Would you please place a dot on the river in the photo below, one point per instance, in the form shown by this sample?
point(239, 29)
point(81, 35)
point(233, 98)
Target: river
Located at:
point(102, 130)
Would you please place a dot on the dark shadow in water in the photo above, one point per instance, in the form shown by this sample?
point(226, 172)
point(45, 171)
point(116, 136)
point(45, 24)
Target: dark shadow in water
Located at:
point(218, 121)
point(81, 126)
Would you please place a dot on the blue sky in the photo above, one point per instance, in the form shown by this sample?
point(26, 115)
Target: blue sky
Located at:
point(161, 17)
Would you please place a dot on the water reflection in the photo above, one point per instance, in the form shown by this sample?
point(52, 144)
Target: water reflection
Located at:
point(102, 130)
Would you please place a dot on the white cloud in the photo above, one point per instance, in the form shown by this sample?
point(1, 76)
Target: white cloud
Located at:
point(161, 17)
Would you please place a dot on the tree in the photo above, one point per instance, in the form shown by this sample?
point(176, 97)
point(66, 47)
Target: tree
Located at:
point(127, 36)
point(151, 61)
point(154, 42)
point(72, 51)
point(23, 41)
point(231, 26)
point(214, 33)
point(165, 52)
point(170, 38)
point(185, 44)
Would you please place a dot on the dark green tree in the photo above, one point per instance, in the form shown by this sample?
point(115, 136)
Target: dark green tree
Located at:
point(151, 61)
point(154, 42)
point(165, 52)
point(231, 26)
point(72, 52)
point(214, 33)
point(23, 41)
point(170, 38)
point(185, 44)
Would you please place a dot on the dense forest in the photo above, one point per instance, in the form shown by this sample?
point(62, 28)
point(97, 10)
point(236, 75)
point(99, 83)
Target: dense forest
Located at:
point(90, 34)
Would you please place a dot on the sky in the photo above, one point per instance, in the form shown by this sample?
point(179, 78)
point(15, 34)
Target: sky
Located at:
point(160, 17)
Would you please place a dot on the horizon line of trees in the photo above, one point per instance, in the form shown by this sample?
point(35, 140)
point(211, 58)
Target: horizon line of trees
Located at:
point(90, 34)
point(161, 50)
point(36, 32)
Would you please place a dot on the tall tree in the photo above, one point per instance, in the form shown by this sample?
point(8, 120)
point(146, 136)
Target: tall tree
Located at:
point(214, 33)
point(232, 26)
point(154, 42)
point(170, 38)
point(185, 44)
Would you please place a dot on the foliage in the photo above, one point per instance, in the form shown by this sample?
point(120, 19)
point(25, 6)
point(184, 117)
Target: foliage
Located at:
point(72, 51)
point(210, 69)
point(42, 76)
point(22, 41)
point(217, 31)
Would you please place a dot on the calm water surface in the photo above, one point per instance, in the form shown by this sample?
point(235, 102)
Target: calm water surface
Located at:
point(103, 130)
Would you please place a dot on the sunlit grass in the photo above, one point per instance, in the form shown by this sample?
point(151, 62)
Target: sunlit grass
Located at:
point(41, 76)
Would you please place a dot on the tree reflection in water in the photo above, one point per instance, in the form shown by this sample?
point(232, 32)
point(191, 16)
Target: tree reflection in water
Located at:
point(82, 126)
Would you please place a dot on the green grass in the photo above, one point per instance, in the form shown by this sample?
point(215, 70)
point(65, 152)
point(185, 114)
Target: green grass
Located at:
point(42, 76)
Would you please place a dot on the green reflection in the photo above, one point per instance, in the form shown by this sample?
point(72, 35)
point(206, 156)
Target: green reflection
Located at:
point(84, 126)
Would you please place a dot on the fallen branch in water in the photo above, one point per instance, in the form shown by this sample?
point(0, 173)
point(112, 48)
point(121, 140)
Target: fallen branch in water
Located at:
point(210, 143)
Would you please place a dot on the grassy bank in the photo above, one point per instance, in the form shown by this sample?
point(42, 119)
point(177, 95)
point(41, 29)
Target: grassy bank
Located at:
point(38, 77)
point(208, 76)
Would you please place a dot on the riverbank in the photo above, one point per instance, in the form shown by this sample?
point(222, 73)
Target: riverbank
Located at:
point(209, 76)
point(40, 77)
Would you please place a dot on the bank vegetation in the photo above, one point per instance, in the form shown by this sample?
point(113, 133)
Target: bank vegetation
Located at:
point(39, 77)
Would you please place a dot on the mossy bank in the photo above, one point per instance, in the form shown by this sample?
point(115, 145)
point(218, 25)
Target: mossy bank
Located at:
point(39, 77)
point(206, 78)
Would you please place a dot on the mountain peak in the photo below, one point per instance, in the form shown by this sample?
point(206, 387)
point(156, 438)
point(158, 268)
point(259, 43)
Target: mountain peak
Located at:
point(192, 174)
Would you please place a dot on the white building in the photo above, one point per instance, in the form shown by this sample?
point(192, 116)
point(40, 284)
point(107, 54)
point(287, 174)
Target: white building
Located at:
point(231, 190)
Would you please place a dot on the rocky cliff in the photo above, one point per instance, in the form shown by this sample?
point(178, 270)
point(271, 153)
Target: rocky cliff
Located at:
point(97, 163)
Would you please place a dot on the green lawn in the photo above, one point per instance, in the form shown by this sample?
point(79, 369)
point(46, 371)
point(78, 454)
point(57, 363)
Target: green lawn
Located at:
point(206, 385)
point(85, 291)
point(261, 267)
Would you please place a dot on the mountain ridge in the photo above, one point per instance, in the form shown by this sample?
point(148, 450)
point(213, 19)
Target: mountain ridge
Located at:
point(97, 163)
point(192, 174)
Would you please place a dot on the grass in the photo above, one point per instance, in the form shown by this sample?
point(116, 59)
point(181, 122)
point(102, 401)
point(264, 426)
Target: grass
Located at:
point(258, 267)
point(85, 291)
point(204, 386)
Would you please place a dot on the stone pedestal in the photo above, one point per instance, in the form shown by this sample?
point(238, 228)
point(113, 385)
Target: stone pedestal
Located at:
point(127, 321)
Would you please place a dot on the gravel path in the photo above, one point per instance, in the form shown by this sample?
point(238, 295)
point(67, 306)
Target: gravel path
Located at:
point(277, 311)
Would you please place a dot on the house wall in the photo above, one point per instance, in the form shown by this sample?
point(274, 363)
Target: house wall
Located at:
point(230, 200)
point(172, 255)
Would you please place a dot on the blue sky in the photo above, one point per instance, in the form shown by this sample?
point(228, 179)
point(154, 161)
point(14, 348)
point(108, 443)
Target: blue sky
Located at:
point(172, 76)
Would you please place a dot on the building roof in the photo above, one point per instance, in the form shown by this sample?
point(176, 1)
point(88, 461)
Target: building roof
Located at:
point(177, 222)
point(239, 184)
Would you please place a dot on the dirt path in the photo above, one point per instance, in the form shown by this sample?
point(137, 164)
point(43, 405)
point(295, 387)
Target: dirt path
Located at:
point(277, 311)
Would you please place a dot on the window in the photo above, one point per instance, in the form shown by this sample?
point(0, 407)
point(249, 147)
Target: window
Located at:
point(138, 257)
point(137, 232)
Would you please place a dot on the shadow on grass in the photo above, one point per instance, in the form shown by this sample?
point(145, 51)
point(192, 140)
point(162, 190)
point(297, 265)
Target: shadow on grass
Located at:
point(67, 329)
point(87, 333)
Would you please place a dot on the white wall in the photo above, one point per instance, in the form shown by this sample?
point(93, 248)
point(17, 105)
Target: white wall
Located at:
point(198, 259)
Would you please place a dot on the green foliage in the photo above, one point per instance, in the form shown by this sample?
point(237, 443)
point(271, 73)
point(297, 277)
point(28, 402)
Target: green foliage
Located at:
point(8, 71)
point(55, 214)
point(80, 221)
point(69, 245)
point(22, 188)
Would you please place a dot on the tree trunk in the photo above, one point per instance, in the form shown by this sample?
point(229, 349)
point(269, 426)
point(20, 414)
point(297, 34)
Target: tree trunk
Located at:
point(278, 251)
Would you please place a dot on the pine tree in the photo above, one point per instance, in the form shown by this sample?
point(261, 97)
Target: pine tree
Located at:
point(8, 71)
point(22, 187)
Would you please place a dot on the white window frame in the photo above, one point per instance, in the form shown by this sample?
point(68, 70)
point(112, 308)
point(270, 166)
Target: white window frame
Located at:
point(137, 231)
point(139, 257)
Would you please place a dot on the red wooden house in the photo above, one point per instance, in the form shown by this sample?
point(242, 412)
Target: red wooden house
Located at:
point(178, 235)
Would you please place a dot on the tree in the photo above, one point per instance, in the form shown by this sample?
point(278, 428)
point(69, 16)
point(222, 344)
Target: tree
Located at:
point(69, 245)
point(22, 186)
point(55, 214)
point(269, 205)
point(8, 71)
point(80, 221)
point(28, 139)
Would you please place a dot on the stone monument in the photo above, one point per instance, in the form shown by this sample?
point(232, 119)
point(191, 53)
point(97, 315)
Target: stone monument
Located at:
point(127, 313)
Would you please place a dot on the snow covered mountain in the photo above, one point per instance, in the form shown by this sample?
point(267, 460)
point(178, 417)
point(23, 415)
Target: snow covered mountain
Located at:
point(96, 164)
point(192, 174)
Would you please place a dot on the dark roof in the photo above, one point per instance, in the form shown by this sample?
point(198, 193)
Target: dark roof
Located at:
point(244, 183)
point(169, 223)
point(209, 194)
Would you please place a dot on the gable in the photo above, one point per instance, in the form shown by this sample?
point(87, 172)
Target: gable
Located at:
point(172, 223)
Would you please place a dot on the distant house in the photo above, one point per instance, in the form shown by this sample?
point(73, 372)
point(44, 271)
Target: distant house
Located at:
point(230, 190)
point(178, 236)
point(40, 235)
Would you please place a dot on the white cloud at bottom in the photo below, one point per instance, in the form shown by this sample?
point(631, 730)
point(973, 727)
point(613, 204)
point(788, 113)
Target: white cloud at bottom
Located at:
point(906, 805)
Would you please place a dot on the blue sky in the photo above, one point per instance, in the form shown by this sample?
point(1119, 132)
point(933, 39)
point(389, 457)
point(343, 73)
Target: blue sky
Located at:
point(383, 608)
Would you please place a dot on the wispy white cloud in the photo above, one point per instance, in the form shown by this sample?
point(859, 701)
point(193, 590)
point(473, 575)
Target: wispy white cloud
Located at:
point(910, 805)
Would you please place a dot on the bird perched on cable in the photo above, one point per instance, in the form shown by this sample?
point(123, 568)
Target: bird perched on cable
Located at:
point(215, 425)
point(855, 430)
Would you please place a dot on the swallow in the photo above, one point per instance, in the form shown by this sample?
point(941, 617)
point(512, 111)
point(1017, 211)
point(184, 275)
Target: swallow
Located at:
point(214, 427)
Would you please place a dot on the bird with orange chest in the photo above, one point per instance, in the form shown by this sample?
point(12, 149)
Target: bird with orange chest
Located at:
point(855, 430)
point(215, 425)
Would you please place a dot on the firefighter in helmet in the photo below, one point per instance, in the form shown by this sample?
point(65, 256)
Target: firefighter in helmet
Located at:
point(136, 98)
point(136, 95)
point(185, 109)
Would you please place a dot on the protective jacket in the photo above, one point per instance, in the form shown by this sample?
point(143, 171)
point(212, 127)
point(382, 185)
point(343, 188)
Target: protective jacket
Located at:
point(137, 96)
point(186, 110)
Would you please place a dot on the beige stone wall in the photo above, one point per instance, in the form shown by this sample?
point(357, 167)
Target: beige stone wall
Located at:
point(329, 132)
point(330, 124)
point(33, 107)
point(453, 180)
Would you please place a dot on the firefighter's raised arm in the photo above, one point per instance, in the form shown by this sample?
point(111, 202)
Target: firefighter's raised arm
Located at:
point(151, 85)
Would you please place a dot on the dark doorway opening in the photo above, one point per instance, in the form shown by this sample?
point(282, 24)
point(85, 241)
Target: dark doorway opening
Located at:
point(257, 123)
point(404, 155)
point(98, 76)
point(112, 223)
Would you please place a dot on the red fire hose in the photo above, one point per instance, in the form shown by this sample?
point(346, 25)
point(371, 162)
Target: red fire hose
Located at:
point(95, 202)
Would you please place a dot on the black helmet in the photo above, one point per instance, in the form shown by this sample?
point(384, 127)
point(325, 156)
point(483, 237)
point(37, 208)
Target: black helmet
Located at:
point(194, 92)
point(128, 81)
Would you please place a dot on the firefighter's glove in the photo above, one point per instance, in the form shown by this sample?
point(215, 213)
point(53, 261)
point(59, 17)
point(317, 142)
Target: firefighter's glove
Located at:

- **REQUIRED ACTION**
Go to the line with "point(239, 29)" in the entries above and repeat every line from there through the line with "point(52, 144)", exactly and with no other text.

- **WRITTEN RESPONSE**
point(239, 29)
point(81, 35)
point(233, 98)
Target: river
Located at:
point(102, 130)
Would you please place a dot on the dark shadow in water in the photo above, one point per instance, in the form shown by this sample?
point(226, 172)
point(45, 171)
point(116, 136)
point(45, 24)
Target: dark shadow in water
Located at:
point(218, 121)
point(81, 126)
Would you please place a dot on the blue sky in the photo above, one point per instance, in the form shown by this sample?
point(26, 115)
Target: blue sky
Located at:
point(161, 17)
Would you please place a dot on the water reflection in the photo above, one point per instance, in the form shown by this sample?
point(52, 144)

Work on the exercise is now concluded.